* [Data shown]
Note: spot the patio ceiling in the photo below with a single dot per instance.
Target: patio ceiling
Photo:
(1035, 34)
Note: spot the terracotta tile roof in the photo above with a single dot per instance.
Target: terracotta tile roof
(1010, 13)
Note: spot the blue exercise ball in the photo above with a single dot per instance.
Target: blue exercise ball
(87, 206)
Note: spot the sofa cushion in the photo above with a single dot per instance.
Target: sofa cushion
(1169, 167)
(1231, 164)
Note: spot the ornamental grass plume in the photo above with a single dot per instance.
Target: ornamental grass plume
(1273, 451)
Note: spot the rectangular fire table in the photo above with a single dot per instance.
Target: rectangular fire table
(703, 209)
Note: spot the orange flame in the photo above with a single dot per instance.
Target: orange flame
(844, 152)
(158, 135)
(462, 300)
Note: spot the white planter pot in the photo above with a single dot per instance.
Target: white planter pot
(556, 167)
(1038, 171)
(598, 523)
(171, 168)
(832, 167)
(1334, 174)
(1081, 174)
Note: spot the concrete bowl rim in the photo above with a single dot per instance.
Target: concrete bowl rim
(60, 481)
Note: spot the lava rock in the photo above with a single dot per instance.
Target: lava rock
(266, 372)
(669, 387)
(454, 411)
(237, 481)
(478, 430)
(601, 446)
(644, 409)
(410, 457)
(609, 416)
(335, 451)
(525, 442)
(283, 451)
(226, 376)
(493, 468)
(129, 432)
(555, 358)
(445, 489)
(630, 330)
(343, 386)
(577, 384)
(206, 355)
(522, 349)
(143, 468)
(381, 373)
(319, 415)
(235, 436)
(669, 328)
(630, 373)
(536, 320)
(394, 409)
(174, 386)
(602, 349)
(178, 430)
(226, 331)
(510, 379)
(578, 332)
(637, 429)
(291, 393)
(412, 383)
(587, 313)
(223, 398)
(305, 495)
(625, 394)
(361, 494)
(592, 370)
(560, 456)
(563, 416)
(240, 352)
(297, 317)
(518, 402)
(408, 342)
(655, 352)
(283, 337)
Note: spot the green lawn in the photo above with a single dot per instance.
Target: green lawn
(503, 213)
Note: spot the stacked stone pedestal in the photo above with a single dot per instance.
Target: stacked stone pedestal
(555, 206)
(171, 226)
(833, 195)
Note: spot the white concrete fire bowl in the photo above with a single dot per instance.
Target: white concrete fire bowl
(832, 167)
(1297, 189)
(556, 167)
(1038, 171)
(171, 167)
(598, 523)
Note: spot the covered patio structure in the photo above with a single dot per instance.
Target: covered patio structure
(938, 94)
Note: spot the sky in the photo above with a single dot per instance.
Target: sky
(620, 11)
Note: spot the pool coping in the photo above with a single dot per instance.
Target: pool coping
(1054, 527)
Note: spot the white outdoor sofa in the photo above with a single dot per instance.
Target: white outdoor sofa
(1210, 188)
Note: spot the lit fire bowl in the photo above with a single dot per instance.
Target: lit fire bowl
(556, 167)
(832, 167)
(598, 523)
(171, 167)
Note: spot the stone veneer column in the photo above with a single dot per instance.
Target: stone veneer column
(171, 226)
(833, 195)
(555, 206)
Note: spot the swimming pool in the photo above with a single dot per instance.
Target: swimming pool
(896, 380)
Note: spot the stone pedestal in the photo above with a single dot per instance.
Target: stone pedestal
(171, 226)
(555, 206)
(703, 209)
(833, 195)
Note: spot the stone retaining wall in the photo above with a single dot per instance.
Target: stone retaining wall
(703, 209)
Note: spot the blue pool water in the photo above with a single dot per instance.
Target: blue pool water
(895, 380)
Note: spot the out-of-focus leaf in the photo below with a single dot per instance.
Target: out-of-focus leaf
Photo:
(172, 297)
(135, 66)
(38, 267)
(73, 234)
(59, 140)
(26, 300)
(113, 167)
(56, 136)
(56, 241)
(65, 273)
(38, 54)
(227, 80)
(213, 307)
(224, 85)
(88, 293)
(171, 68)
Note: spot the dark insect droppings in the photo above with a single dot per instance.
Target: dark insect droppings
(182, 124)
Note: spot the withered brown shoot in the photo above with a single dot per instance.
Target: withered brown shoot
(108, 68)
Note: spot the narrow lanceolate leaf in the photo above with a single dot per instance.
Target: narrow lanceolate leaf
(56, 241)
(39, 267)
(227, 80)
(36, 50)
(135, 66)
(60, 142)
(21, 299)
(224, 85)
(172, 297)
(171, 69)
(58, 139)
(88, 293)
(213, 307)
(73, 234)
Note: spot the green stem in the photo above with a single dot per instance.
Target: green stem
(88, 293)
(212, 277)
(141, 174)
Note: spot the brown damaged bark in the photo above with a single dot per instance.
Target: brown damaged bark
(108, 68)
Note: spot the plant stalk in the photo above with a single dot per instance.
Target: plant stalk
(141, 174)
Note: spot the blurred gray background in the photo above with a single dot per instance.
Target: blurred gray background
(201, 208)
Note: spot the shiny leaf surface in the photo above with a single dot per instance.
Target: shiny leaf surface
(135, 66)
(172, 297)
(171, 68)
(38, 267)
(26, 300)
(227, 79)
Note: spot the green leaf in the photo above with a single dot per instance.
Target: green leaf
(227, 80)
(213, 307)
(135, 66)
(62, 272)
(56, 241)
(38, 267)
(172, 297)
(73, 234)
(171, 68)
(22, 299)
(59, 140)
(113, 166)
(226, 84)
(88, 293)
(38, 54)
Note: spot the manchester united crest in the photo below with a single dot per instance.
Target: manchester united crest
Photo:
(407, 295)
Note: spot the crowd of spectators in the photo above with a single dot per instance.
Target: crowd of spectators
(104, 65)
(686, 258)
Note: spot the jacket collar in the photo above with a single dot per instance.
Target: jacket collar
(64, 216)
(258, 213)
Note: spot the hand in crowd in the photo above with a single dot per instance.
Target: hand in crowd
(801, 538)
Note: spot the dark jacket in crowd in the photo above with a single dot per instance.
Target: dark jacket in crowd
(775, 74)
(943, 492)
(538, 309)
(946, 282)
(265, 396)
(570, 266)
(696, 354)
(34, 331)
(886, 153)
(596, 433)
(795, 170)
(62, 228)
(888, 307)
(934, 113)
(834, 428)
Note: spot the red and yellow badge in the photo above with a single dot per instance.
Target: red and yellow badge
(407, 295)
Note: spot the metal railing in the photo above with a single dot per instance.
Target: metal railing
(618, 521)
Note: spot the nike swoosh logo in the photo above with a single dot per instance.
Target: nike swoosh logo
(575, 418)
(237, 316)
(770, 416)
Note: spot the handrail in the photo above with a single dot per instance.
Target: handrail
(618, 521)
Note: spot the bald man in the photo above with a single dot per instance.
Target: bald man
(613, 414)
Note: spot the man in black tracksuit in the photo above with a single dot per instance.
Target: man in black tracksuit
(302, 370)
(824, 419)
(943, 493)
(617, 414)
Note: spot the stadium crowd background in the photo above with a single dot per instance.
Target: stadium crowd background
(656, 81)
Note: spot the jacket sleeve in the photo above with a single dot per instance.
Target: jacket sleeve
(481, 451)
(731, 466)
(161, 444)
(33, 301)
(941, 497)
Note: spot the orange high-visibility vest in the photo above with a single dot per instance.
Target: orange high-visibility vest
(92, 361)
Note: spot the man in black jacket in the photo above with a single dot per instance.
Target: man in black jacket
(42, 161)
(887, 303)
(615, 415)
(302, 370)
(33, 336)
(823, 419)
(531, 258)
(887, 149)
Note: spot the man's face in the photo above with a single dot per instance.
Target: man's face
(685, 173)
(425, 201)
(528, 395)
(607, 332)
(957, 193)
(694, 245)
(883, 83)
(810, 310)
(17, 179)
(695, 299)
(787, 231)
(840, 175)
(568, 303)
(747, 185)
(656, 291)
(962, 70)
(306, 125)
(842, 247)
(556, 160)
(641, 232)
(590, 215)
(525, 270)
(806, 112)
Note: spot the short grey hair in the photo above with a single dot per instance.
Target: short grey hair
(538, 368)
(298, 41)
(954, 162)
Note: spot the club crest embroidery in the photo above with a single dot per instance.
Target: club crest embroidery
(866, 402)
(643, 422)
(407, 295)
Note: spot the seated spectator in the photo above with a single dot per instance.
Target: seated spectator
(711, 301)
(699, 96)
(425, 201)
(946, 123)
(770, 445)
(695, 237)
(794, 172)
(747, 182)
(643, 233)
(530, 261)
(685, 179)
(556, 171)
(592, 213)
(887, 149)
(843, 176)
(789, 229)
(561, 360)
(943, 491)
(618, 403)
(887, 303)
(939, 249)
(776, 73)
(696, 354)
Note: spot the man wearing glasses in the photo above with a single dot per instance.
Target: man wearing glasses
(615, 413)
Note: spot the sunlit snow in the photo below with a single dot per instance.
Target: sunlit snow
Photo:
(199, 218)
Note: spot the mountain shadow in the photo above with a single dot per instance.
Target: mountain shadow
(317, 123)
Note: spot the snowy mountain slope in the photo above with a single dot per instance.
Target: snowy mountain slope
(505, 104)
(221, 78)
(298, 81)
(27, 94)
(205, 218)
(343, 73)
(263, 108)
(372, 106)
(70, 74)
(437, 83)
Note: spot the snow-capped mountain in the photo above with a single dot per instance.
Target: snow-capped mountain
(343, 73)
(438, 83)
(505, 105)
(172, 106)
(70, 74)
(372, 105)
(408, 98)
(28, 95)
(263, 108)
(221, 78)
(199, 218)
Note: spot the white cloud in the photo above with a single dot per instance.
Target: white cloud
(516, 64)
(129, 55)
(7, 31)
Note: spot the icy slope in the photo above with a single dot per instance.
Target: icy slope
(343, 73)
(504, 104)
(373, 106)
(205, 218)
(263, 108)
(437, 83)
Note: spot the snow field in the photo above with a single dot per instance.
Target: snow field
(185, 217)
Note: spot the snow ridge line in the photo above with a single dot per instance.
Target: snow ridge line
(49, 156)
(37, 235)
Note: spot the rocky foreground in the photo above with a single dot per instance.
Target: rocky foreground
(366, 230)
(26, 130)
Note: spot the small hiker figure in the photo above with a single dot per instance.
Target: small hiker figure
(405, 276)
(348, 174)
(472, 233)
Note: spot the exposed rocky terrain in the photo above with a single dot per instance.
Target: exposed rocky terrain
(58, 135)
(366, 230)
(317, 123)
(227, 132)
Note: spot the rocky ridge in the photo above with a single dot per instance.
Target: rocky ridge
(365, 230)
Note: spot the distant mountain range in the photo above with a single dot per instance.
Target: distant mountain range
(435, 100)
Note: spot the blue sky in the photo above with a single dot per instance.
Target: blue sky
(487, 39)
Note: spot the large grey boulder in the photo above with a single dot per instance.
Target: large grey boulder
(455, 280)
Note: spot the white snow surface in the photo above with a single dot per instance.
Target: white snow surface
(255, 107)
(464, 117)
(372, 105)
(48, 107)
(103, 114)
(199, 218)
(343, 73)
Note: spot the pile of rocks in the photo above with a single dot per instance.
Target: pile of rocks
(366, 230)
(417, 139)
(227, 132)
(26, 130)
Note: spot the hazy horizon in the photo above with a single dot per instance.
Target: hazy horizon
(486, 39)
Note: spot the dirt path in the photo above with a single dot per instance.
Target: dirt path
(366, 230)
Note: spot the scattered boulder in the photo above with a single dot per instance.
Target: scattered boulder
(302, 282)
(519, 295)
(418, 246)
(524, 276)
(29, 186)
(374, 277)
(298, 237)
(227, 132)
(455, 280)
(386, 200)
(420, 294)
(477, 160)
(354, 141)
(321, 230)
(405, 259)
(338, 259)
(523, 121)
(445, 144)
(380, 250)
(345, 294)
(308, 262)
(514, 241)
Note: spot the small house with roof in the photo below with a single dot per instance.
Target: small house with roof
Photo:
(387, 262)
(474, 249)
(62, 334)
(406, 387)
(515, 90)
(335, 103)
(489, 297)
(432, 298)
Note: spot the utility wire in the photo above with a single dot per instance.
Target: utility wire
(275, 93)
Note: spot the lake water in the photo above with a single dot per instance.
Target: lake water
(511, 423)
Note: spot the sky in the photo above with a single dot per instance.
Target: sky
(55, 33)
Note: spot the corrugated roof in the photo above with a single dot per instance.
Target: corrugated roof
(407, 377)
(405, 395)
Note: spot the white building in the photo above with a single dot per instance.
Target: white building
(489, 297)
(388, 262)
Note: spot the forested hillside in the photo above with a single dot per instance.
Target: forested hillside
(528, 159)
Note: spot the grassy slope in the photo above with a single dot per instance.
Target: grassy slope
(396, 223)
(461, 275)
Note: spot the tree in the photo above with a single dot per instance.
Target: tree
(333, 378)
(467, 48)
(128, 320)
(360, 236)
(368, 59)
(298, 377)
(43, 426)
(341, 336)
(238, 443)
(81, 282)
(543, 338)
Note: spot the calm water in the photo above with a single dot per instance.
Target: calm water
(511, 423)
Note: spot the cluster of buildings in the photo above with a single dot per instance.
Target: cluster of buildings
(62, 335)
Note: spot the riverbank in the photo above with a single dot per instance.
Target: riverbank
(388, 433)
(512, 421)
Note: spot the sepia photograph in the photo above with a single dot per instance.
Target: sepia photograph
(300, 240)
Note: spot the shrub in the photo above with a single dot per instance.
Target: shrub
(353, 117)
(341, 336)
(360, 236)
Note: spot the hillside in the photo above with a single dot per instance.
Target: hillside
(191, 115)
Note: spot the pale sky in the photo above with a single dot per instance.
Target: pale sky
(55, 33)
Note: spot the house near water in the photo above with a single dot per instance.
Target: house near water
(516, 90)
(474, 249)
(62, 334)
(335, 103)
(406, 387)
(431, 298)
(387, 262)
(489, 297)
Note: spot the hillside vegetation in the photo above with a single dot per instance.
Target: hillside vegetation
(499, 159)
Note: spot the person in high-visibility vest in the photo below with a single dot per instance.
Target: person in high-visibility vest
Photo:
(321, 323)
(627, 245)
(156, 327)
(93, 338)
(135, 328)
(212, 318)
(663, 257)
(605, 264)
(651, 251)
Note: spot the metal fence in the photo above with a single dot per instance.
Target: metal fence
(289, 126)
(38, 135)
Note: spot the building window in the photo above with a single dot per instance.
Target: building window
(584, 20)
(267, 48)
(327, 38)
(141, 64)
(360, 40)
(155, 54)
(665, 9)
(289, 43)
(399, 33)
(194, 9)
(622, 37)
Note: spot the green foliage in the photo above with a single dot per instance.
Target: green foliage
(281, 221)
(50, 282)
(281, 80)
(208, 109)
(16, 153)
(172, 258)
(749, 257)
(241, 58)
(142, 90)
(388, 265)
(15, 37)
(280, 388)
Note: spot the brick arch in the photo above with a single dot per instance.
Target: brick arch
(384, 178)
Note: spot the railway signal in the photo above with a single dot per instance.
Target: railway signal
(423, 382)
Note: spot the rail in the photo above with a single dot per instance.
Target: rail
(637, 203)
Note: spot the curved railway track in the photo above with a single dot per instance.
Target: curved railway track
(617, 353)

* [What is expected]
In the data above, find the line that contains "Target: red and yellow badge" and the line that contains "Note: spot the stadium". Repeat exactly those lines and every line between them, and only those.

* [Written response]
Target: red and yellow badge
(407, 295)
Note: spot the metal railing in the photo above with a single dot per instance.
Target: metal railing
(618, 521)
Note: spot the nike swoosh logo in the photo above with a single dot per instance.
Target: nike swoosh logo
(575, 418)
(237, 316)
(770, 416)
Note: spot the handrail in the photo above with a single dot per instance.
Target: handrail
(618, 521)
Note: spot the bald man in the photo above with a single dot per instance.
Target: bald man
(613, 414)
Note: spot the man in black tracksuit in the photo above with a single dot per instance.
Target: man in black tracksuit
(302, 370)
(824, 419)
(943, 493)
(617, 414)
Note: spot the stadium crowd background in the photo above with a single dot per instance.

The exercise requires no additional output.